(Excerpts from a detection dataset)
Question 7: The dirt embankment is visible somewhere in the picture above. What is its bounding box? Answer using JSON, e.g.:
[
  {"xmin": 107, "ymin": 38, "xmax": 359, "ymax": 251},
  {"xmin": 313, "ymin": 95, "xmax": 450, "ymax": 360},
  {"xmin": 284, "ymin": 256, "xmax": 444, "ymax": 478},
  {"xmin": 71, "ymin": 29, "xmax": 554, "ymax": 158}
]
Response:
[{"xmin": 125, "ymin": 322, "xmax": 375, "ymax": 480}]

#### YOUR GOAL
Could you write out the records again, renaming "dirt embankment" to "gravel mound" and leaving everything else as it stands?

#### FINAL RESULT
Question 7: The gravel mound is visible somewhere in the picture above. What is its bounding box? Answer using JSON, e.g.:
[
  {"xmin": 107, "ymin": 38, "xmax": 359, "ymax": 251},
  {"xmin": 313, "ymin": 95, "xmax": 450, "ymax": 360},
  {"xmin": 284, "ymin": 256, "xmax": 444, "ymax": 478},
  {"xmin": 71, "ymin": 29, "xmax": 554, "ymax": 158}
]
Response:
[{"xmin": 125, "ymin": 322, "xmax": 375, "ymax": 480}]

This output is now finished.